■ **Texto fornecido**
Depois, quando os testes de voo foram concluídos, foi tomada a decisão de converter o Martin Mars de aeronave de patrulha marítima em transporte, sendo necessários mais dezoito meses para conversão final e testes na empresa Glenn L. Martin Company, a fabricante do aparelho.

Fonte – Coleção fotográfica de Hans Groenhoff, Smithsonian Institution National Air and Space Museum NASM-HGC-1059

A mudança aconteceu pela necessidade de abastecer as tropas americanas no Oceano Pacífico, que gradativamente seguiram ocupando inúmeras ilhas em meio a batalhas sangrentas, colocando os japoneses na defensiva.

Concluídas as alterações o Martin XPB2M-1 Mars decolou em 23 de junho de 1942. Nesse voo tinha uma tripulação de vinte homens, chefiados pelo piloto William K. Ebel, piloto-chefe de testes da Glenn L. Martin Company, sendo seu co-piloto Ellis E. Shannon. Estavam a bordo como observadores o general James H. Doolittle, o comandante do ataque aéreo a Tóquio realizado apenas dois meses antes, e o empresário Glenn Luther Martin, o dono da empresa construtora da aeronave.

Martin Mars na rampa Glenn L. Martin Co., perto de Baltimore, Maryland, em 13 de maio de 1942 – Fonte -United States Navy, National Naval Aviation Museum, NMNA 1985.0481.003.

O hidroavião aqueceu por trinta minutos e depois decolou sem alterações. Foi acompanhado por um hidroavião da US Navy que filmava e fotografava o voo. O enorme barco voador pairou tranquilamente sobre a baía de Chesapeake, depois seguiu para leste, desaparecendo por trás das montanhas cobertas de florestas. Trinta minutos depois o Martin Mars estava de volta, amerissando facilmente na água. Esse primeiro protótipo era conhecido carinhosamente como “Old Lady” (Velha Senhora)

■ **Material extraído**
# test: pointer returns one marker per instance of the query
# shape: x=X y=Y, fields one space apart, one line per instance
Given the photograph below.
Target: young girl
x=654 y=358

--

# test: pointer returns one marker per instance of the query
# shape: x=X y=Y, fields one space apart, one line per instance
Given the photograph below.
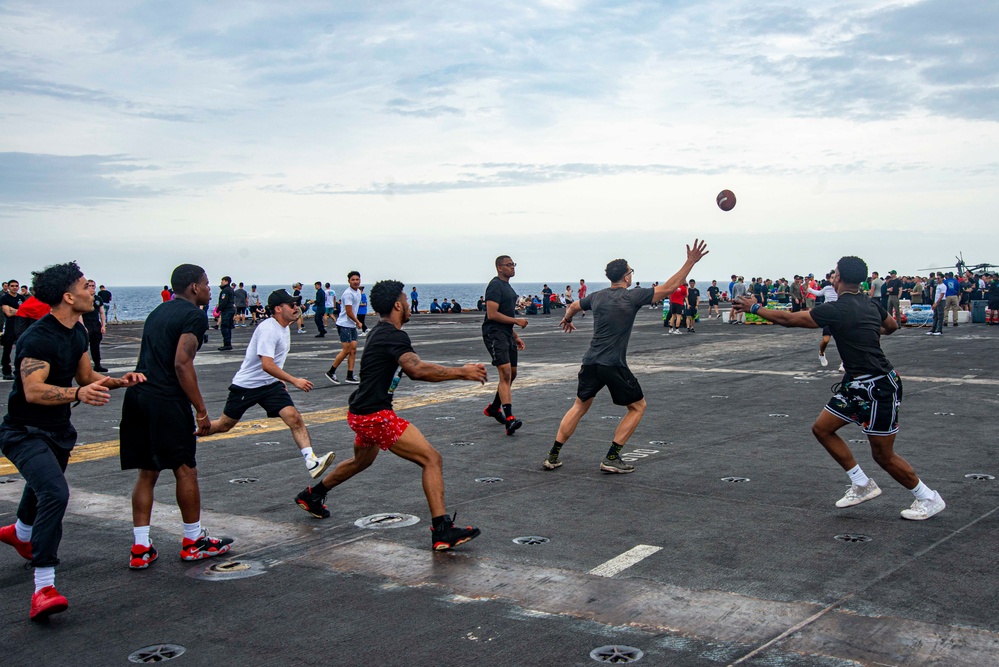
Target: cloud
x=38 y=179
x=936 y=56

■ **Conjunto de tarefas**
1. Segundo o texto sobre o Martin Mars, quem foi o co-piloto no voo de 23 de junho de 1942?
2. Transcreva do texto sobre o Martin Mars o trecho que vai de "Depois, quando os" até "fabricante do aparelho.", incluindo este último.
O material não é usado em nenhuma das tarefas.

■ **Respostas desenvolvidas**
1. Ellis E. Shannon.

2.
Depois, quando os testes de voo foram concluídos, foi tomada a decisão de converter o Martin Mars de aeronave de patrulha marítima em transporte, sendo necessários mais dezoito meses para conversão final e testes na empresa Glenn L. Martin Company, a fabricante do aparelho.